**Written instruction**
Render the items from the start through the line containing "111 106 L 123" as a two-column CSV with the columns item_text and answer, one row per item. Put each value in a single quoted field and replace its line breaks with spaces.

:: Rows

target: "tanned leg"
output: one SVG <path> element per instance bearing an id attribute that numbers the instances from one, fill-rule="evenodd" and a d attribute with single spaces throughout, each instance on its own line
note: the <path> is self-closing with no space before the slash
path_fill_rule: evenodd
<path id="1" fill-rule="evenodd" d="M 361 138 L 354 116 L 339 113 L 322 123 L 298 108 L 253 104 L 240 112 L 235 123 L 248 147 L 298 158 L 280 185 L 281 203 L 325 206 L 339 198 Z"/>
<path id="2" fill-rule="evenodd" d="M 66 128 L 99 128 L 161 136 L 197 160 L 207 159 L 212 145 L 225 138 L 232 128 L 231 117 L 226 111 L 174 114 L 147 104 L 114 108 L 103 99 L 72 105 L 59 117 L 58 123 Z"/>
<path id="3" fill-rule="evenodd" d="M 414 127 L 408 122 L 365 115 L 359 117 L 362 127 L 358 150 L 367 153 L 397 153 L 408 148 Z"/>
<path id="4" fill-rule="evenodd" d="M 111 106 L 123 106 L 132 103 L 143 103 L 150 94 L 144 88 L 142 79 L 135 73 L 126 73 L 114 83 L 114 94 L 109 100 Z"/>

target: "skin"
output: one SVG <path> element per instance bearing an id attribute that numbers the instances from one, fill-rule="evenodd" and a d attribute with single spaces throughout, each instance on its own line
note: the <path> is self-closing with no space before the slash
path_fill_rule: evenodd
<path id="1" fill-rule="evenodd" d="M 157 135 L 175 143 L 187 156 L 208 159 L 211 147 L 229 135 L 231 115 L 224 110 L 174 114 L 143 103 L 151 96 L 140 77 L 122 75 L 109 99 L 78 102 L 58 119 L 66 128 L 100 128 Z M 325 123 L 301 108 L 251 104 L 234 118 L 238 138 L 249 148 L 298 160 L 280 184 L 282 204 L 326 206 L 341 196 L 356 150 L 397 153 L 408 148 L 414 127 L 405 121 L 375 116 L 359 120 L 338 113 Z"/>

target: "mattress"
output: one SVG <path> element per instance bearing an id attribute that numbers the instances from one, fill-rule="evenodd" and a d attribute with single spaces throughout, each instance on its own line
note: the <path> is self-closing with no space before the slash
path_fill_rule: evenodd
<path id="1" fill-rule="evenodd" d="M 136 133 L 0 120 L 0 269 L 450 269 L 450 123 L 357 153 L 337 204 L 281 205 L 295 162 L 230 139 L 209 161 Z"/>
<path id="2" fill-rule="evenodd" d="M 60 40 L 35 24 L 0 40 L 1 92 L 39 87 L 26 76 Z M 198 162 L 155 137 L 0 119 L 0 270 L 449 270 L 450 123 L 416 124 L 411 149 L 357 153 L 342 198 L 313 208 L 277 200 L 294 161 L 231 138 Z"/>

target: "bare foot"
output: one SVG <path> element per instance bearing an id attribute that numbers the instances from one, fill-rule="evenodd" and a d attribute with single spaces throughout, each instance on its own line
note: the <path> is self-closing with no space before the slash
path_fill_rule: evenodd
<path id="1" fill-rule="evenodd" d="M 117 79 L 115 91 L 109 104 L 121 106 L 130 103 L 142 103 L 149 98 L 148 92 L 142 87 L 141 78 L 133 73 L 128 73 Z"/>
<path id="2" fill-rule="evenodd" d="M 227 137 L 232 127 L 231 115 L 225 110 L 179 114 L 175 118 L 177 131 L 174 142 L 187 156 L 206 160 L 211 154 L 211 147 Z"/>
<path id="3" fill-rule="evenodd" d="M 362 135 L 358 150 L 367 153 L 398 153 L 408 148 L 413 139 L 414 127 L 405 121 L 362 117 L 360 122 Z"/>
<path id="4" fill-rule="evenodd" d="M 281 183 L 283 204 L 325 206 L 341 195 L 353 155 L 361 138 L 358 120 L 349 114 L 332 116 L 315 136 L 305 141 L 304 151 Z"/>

::::

**Output for this exercise**
item_text,answer
"target: ""tanned leg"" output: one SVG <path> element per instance bearing an id attribute that numbers the instances from one, fill-rule=""evenodd"" and a d attribute with single spaces throughout, each instance on its own line note: the <path> is self-closing with no space before the slash path_fill_rule: evenodd","<path id=""1"" fill-rule=""evenodd"" d=""M 361 138 L 354 116 L 339 113 L 322 123 L 298 108 L 253 104 L 240 112 L 235 123 L 248 147 L 298 158 L 280 185 L 281 203 L 325 206 L 339 198 Z""/> <path id=""2"" fill-rule=""evenodd"" d=""M 66 128 L 99 128 L 161 136 L 197 160 L 207 159 L 212 145 L 225 138 L 232 128 L 231 117 L 226 111 L 174 114 L 147 104 L 114 108 L 103 99 L 72 105 L 59 117 L 58 123 Z""/> <path id=""3"" fill-rule=""evenodd"" d=""M 414 127 L 408 122 L 365 115 L 359 117 L 362 127 L 358 150 L 367 153 L 397 153 L 408 148 Z""/> <path id=""4"" fill-rule=""evenodd"" d=""M 111 106 L 123 106 L 132 103 L 143 103 L 150 94 L 144 88 L 142 79 L 135 73 L 126 73 L 114 83 L 114 94 L 109 100 Z""/>"